_Required work_
Write the listing below again, word for word.

_Records_
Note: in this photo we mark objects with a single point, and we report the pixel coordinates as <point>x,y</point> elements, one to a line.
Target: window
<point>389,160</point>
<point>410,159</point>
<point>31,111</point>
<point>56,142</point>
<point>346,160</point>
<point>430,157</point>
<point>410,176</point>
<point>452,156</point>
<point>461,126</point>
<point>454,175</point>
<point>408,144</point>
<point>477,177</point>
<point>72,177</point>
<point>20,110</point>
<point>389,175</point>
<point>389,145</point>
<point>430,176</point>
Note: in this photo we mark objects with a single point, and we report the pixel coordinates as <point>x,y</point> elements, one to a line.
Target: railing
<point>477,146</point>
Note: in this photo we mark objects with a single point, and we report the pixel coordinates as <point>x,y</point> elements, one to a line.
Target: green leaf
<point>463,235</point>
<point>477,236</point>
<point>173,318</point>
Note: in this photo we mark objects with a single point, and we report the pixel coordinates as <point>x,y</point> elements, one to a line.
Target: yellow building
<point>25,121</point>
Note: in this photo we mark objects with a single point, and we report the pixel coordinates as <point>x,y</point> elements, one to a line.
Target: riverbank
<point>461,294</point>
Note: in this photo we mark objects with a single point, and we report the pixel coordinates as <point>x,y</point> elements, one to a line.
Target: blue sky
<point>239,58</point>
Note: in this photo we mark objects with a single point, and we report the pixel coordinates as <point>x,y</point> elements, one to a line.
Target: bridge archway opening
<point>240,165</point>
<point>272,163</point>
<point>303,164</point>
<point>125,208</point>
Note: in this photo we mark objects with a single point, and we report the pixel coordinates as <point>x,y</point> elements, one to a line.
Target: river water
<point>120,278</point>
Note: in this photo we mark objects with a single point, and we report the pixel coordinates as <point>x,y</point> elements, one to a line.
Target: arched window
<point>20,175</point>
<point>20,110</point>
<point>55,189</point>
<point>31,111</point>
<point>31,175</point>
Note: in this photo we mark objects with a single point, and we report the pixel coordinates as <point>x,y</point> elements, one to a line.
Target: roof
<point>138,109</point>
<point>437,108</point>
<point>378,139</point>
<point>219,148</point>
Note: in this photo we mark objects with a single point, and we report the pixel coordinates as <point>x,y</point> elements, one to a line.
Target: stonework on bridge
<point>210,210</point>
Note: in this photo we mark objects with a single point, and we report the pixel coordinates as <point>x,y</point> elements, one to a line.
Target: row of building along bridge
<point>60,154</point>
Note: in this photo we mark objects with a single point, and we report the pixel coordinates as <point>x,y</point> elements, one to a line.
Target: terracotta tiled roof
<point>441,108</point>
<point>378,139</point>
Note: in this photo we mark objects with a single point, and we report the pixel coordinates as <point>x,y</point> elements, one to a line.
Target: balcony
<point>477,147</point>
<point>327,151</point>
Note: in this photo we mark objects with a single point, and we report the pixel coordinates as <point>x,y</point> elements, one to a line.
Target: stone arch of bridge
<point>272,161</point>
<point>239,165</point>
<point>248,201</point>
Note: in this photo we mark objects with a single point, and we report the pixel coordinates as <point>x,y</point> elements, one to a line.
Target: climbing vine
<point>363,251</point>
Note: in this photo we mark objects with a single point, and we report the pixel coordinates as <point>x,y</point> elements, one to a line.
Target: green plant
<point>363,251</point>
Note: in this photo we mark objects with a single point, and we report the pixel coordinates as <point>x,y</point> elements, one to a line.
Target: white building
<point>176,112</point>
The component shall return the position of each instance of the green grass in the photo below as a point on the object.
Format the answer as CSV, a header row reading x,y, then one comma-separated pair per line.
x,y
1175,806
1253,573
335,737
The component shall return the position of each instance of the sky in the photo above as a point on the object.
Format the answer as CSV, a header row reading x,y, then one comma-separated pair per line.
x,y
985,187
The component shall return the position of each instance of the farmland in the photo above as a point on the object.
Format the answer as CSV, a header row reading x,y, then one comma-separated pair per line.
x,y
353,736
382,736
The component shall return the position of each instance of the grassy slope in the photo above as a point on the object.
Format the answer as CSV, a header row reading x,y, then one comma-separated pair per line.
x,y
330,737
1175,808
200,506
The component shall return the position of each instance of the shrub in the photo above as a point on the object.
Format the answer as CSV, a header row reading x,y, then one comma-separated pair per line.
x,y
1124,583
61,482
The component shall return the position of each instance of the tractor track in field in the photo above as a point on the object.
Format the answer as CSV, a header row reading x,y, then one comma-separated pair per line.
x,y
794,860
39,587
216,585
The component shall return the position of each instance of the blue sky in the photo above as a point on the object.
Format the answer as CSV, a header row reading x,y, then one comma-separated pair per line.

_Task response_
Note: in this photo we mark objects with a single point, and we report the pixel coordinates as <point>x,y</point> elements, one to a line.
Target: window
<point>389,160</point>
<point>410,159</point>
<point>31,111</point>
<point>56,142</point>
<point>346,160</point>
<point>430,157</point>
<point>410,176</point>
<point>452,156</point>
<point>461,126</point>
<point>454,175</point>
<point>408,144</point>
<point>477,177</point>
<point>72,177</point>
<point>20,110</point>
<point>389,175</point>
<point>389,145</point>
<point>430,176</point>
Note: in this photo we mark objects with a single point, and we report the pixel coordinates as <point>x,y</point> elements, one to a line.
Target: railing
<point>477,146</point>
Note: in this photo we mark objects with a single point, and we report the pixel coordinates as <point>x,y</point> elements, one to a line.
Target: green leaf
<point>463,235</point>
<point>477,236</point>
<point>173,318</point>
Note: in this photo we mark objects with a single point, and we report the pixel coordinates as <point>x,y</point> elements, one to a line.
Target: yellow building
<point>25,121</point>
Note: in this photo we mark objects with a single point, and we report the pixel coordinates as <point>x,y</point> elements, one to a line.
Target: riverbank
<point>461,294</point>
Note: in this photo we mark objects with a single point, and we report the pixel coordinates as <point>x,y</point> elements, one to a line.
Target: blue sky
<point>239,58</point>
Note: in this photo we mark objects with a single point, and we report the pixel coordinates as <point>x,y</point> elements, one to a line.
Target: bridge archway opening
<point>240,165</point>
<point>272,163</point>
<point>303,164</point>
<point>125,208</point>
Note: in this photo we mark objects with a single point, and we report the pixel coordinates as <point>x,y</point> elements, one to a line.
Target: river water
<point>120,278</point>
Note: in this photo we mark objects with a single point, and we report the pixel coordinates as <point>x,y</point> elements, one to a line.
Target: arched window
<point>20,175</point>
<point>20,110</point>
<point>55,189</point>
<point>31,111</point>
<point>31,175</point>
Note: in this photo we mark objects with a single point, and we report the pixel coordinates as <point>x,y</point> elements, one to a line.
Target: roof
<point>138,109</point>
<point>437,108</point>
<point>378,139</point>
<point>219,148</point>
Note: in this photo we mark objects with a single point, and we report the pixel coordinates as <point>x,y</point> elements, one to a line.
Target: stonework on bridge
<point>210,210</point>
Note: in this photo we mark objects with a single point, and we report the pixel coordinates as <point>x,y</point> elements, one to a line.
Target: row of building along bridge
<point>60,154</point>
Note: in this photo we mark objects with a single point, and we report the pixel coordinates as <point>x,y</point> elements, one to a line.
Target: terracotta tiled roof
<point>441,108</point>
<point>378,139</point>
Note: in this photo we mark objects with a single point, and we report the pixel coordinates as <point>x,y</point> elements, one to a line.
Target: balcony
<point>477,147</point>
<point>327,151</point>
Note: in this photo we mark objects with a single point, and we report the pixel coordinates as <point>x,y</point> elements, one to a line.
Target: stone arch of bridge
<point>272,161</point>
<point>239,165</point>
<point>248,201</point>
Note: in this photo we mark objects with a single point, and we report the pixel coordinates as <point>x,y</point> elements, one to a line.
Target: climbing vine
<point>363,251</point>
Note: in this photo we mark objects with a single point, and we report the pixel coordinates as <point>x,y</point> elements, one to a line.
Target: green plant
<point>363,251</point>
Note: in this photo we mark objects with a single point, and we report the pixel coordinates as <point>x,y</point> elements, one to a line.
Target: white building
<point>176,112</point>
The component shall return the position of each instance of the green grass in the photo below as a point on the object.
Format the answer as CSV, a header row reading x,y, then one comma-separated pair per line.
x,y
1175,806
1253,573
335,737
The component shall return the position of each instance of the sky in the photo above as a point on the object.
Format the answer as CSV, a header row reading x,y, then one comma-separated pair per line.
x,y
985,187
The component shall return the position of each instance of the farmland in the photo above as a point on the object.
Format the answer as CSV, a header row reading x,y, then one comma-separated pair per line.
x,y
353,736
382,736
The component shall return the position of each instance of the grassy slope in the photo above as a point on the object.
Format the answer as CSV, a header row reading x,y, then one comma-separated pair per line.
x,y
330,737
1175,808
200,506
The component shall return the position of each instance of the shrub in the photo above as a point on the object.
Format the answer as CSV, a header row reading x,y, then one comma-separated pair per line.
x,y
1124,583
61,482
The component shall return the position of each instance of the tractor track in field in the photo above as a point on the object.
Format the answer as CSV, a header row reading x,y, then one comma-separated pair per line.
x,y
794,860
39,587
216,585
The component shall return the position of each instance of the blue sky in the photo above as a point on the object.
Format the answer as CSV, a header row reading x,y, then one comma-separated pair per line.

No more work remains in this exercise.